··· Provided material

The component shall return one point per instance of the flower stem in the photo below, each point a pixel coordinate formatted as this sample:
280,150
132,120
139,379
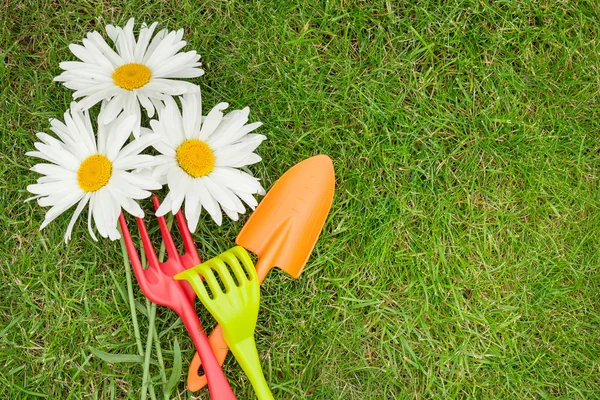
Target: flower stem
136,327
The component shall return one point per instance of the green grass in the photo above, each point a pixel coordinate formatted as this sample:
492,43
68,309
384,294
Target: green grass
460,258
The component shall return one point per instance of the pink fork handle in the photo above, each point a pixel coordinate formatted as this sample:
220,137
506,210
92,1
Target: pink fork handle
217,383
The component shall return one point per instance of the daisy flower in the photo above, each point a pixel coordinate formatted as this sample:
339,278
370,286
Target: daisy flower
200,157
83,170
138,72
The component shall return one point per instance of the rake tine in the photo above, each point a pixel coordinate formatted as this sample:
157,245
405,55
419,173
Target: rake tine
150,254
133,255
164,230
209,277
225,276
188,242
233,262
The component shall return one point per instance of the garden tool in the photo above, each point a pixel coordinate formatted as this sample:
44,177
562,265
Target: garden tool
282,231
158,286
235,308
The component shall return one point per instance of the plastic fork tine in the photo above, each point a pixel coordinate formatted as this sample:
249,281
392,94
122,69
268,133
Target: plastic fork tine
164,231
150,254
213,284
233,262
188,242
133,256
225,276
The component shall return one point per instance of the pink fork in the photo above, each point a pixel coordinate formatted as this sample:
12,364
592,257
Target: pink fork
158,286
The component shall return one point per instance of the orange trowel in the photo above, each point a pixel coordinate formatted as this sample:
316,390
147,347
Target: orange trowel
282,232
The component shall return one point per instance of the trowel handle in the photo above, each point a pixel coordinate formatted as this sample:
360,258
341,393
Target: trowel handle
217,343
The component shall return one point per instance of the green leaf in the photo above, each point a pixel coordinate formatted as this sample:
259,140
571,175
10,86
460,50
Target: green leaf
176,372
119,358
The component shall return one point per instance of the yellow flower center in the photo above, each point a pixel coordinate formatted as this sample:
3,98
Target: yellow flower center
94,173
196,158
132,76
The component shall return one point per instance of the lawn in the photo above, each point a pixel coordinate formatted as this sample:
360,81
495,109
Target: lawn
460,258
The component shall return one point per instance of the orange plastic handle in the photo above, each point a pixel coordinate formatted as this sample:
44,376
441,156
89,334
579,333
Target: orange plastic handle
217,343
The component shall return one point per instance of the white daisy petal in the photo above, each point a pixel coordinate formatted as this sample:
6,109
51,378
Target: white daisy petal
92,173
82,203
212,121
130,72
193,177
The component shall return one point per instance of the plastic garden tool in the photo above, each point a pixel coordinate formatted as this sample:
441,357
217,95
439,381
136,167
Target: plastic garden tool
158,285
236,308
282,231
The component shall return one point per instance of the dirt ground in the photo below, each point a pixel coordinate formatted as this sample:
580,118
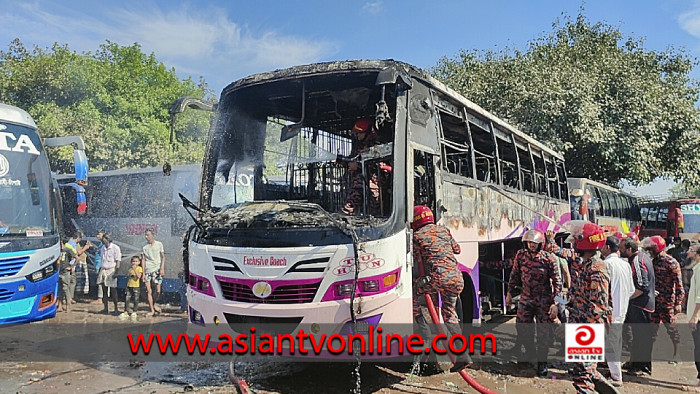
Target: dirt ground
203,377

······

*Work instructions*:
Everything from the line containing "the orange plastic" through the last line of the entries must be repeated verbatim, except pictures.

*Answer to the problem*:
The component shall return one point per instance of the orange plastic handle in the photo above, each point a pixel coordinate formatted as this sample:
44,376
441,156
89,334
579,333
Target: orange plastic handle
217,343
The component shall return one point per instance of the white daisy petal in the photo above, each point a pixel coordinate formatted as this sample:
6,109
51,378
Target: white daisy petal
92,173
82,203
212,121
130,72
193,177
The component shall return one point per instance of the plastic garden tool in the photo above, each point a pixel coordinate formatted as this sample:
441,357
217,95
439,381
136,167
Target: plastic garden tool
158,285
236,308
282,231
The component shall return one point per instance of the dirt ground in the photo below, each point a pixel coordinate formatted as this sample:
580,118
Target: dirt ground
203,377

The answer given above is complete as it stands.